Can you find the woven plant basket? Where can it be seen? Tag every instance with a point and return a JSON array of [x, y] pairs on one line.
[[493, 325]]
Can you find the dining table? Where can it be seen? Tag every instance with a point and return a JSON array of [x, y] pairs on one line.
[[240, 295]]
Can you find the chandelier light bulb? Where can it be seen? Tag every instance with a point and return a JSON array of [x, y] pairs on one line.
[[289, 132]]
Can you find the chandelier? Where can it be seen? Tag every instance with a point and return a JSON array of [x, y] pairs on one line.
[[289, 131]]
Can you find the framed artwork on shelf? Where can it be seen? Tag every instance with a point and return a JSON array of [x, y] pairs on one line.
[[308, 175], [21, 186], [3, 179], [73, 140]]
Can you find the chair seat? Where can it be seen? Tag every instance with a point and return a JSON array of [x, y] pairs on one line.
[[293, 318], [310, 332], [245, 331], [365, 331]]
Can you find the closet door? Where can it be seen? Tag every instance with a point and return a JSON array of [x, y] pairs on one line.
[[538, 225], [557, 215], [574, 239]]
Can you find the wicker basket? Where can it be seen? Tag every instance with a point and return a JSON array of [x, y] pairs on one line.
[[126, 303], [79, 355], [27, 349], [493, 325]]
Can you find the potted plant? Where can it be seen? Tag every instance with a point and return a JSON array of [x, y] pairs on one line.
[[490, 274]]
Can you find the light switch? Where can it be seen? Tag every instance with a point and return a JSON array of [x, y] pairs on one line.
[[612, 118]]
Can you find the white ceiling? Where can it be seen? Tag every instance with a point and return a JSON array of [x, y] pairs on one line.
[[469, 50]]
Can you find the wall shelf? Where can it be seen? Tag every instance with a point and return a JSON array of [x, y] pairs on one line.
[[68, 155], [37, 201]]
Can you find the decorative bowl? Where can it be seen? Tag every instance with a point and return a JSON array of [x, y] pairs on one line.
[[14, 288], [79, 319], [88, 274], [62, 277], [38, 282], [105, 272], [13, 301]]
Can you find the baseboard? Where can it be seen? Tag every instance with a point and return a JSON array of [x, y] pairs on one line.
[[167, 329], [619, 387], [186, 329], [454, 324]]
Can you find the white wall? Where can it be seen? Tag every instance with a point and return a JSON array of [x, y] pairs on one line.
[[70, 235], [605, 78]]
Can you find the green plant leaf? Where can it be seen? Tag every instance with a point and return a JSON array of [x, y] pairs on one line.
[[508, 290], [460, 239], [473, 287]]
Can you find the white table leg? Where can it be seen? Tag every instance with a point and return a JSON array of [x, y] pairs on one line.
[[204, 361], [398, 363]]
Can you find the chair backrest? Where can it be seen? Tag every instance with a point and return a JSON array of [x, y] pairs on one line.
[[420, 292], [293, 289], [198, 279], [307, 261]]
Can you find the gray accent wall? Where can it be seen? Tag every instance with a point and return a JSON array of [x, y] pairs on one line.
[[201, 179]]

○ ○ ○ ○

GIVEN EXERCISE:
Reproduce all of the rows above verbatim and in their original order, making no changes of any kind.

EXERCISE RESULT:
Can you find the woven plant basket? Where can it be seen? Tag every instance with a point and return a JSON array of [x, y] pairs on one line.
[[493, 325]]
Can you find the dining table? Where can it be seen? Tag every instance with a point and return a JSON array of [x, y] pairs on one line.
[[240, 295]]
Can you find the chandelier light bulb? Where can it be seen? Tag every instance with a point and return a JSON array of [x, y] pairs on one line.
[[289, 132]]
Can you find the chandelier? Where can it be seen? Tag every instance with a point and return a JSON array of [x, y] pairs on one line.
[[289, 131]]
Can you find the framed artwork on shelf? Where can it be seen? Tag every instance with a point and return a JSON array of [x, y] pairs on one line.
[[308, 175], [21, 186], [3, 179], [73, 140]]
Can you find the chair seat? Where can it be seen? Tag every instance with a point and return a JSON array of [x, y] pairs on one line.
[[293, 318], [310, 332], [245, 331], [365, 331]]
Can you find the closet door? Where can it be seen? Tag every instance with a point and return a JSON array of [x, y] pairs on one line.
[[538, 225], [557, 215], [574, 239]]
Can you find the wicker basket? Where can it be seen? Tag every instance with a point and return a JSON array of [x, y] pairs on one line.
[[126, 303], [79, 355], [27, 349], [493, 325]]
Can you find the potted plant? Where can it be seen? Tag every instance with a point and return a JSON array of [x, y] pairs on one line.
[[490, 274]]
Can you find the light switch? Where can it be seen? Tag every instance with a point and return a JSON array of [x, y] pairs on one line.
[[612, 118]]
Can you find the white ceiling? Where can it be seen? Tag every instance with a point and return a JSON array of [x, y] pairs on one line.
[[469, 50]]
Can you find the wall shelf? Where can it be seen? Tag every instance with a point and return a JSON array of [x, y] pairs on one line.
[[68, 155], [37, 201]]
Can you find the decorative bowl? Where can it be seen? Tag every instance with a point and return a JSON array of [x, y] pairs on one line.
[[14, 288], [79, 319], [88, 274], [62, 277], [38, 282], [105, 272], [13, 301]]
Can you find the baseboard? Where can it be seen? Tag every instance with a point and return a JSON array of [x, y] pairs on one line.
[[167, 329], [619, 387], [186, 329], [454, 324]]
Can you find the white wall? Where can it be seen? Tag every instance with a point and return a JSON array of [x, y] pairs on one line.
[[70, 235], [605, 78]]
Can you find the green plant leaf? Where can it be seen? Tag every instance with a point and return a JSON array of [x, y] pairs on one line.
[[508, 290], [460, 239], [473, 287]]
Can you find the white table leg? Where can it be seen? Tag every instance with a point and return a JSON array of [x, y] pairs on one line.
[[204, 361], [398, 363]]
Can you find the chair backrest? Where can it be seen? Tag every instance with a point and return a JSON array of [x, y] pairs on one line.
[[420, 292], [293, 289], [198, 279], [307, 261]]
Can you find the gray accent wall? Where can it be seen? Tag every instance with a point and return a JSON array of [x, y] pairs on one line.
[[201, 179]]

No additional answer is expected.